ASSIGNED TASK:
Leave the pictures behind and repeat all the entries exactly.

SUPPLIED MATERIAL:
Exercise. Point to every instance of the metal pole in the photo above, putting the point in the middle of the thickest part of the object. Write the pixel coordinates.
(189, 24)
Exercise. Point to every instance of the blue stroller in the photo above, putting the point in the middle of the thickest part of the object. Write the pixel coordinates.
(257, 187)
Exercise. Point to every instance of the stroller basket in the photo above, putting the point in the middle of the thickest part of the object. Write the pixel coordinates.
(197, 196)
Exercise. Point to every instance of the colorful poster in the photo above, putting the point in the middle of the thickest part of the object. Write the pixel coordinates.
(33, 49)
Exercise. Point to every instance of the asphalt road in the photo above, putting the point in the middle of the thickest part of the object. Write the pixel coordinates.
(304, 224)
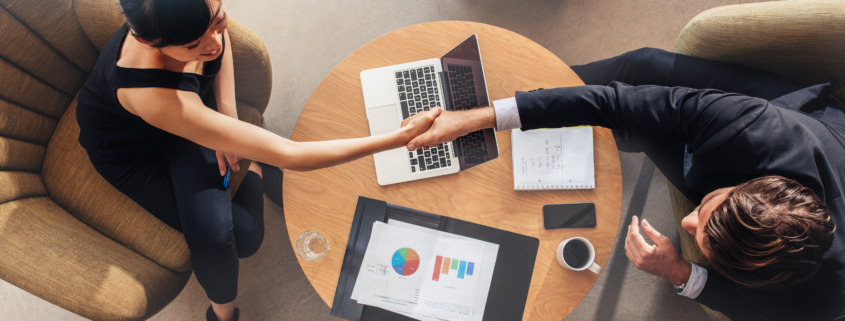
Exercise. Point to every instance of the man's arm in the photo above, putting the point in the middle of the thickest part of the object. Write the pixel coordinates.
(691, 116)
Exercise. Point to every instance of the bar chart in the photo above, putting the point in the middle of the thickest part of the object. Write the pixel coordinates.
(457, 267)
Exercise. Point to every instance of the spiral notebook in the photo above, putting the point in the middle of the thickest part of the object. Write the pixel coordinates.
(553, 159)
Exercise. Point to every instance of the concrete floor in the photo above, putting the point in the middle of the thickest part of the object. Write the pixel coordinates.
(306, 39)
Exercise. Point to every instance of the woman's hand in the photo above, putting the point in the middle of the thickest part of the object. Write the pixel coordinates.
(450, 125)
(223, 159)
(417, 124)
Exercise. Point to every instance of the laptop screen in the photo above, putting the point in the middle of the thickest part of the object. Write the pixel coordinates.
(462, 66)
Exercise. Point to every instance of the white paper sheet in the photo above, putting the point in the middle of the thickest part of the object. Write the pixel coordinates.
(398, 273)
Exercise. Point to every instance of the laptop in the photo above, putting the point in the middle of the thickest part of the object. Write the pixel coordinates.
(454, 82)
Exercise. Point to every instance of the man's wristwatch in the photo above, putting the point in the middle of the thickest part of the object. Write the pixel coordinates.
(680, 288)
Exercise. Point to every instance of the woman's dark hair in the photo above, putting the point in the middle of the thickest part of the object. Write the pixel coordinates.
(167, 22)
(771, 232)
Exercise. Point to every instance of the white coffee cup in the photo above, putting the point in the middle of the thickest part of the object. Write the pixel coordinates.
(580, 255)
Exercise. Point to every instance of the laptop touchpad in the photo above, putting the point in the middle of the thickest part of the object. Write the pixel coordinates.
(384, 119)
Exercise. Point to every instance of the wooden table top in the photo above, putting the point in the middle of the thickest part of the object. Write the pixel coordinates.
(324, 200)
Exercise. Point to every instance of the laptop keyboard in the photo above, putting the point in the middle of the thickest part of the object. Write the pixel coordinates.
(418, 91)
(462, 83)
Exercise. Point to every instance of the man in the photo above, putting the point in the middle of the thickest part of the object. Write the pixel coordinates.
(763, 156)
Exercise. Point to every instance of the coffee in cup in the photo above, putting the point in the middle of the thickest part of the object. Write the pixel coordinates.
(576, 253)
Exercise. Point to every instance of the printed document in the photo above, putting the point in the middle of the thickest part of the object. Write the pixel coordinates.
(424, 273)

YOUR RESPONSE:
Exercise. Point to every instance of the metal pole in the photo above, putting the point in the middle of the thickest part of the object. Write the pixel coordinates.
(189, 24)
Exercise. Point to every instance of the blue stroller in the photo above, putting the point in the middle of the thickest part of the object. Write the pixel coordinates.
(257, 187)
Exercise. Point to every instance of the stroller basket in the photo above, putting the point in the middle of the thickest part of the object. Write the pixel coordinates.
(197, 196)
Exercise. Point to every instance of the colorful poster in the photo above, putting the point in the middle of the thickest part of the object. Write the pixel coordinates.
(33, 49)
Exercise. Point to every instance of the asphalt road in the photo above, putting the point in the middle of the thickest part of the object. Write the pixel coordinates.
(304, 224)
Exercise. Point to every instance of the man's arm in the photo above, putting the point in the middle of the thickest part of the object. Write the pixel coordinates.
(691, 116)
Exercise. Point to every instance of the bar chart in the photo above, putting the point in the middle of the thickest part of the object. Write the pixel coordinates.
(457, 267)
Exercise. Point to every instance of the spiral notebook in the photo above, putting the point in the middle of the thickest part of the object. Write the pixel coordinates.
(553, 159)
Exercise. Point to every instance of the concrete floor in the photo above, putting the point in the middle of the thickest part of the object. Write the pixel coordinates.
(306, 39)
Exercise. Point to every instance of the woman's hand in the photo above, putting the point in the middle of the thickest part of the object. Write the pixel coordinates.
(450, 125)
(223, 159)
(417, 124)
Exercise. Point to every instance of the laptop screen in the photo above, putting the point in the middle of the thickest part of the object. Write the pixel coordinates.
(462, 66)
Exercise. Point to every instance of the white paper sheet in the photo above, putting the point in the middle of the thickest part of the object. Write the pixel coordinates.
(398, 273)
Exercise. Point to every instance of the laptop in the photo above, putting the point in the middle of the thickest part of the object. Write the pixel coordinates.
(454, 82)
Exercise. Point to every instance of the man's wristwatch in the photo above, putting the point in the middle of the thickest part of the object. Write the pixel coordinates.
(680, 288)
Exercise. Point to every instance of the woman's dark hair in the photo above, putting the point in the middle of the thickest part of the object. Write the pixel coordinates.
(167, 22)
(771, 232)
Exercise. Point to every instance of the white coffee cup in the photo above, putting the point in the middle of the thickest part of the object. Write the pixel coordinates.
(580, 255)
Exercise. Point to every instance of the laptop touchpad in the photo above, putting the point in the middle of the thickest part of the object. Write the pixel coordinates.
(384, 119)
Exercise. Point to every instance of the wooden table top in the photo above, putting the point in the middle of the thickest part of the object. Write the pixel coordinates.
(324, 200)
Exercise. Point to every instance of the laptop keyboard in the photo above, putting the point in the middle of the thickest part of the object. Write the pixel coordinates.
(418, 91)
(462, 83)
Exercise. Point to every instance of the man in the photo above, putting the point in the middle of the thickest part of the object. Write the pixel coordinates.
(763, 156)
Exercise. Point to every instance of the coffee in cup in the photo above, putting the point in the middle of the thickest part of the object. Write the pixel coordinates.
(576, 253)
Exercise. Point to every instance of the printed document in the photo above, putting the point in the middle of the thickest part of the object. Write the pixel coordinates.
(424, 273)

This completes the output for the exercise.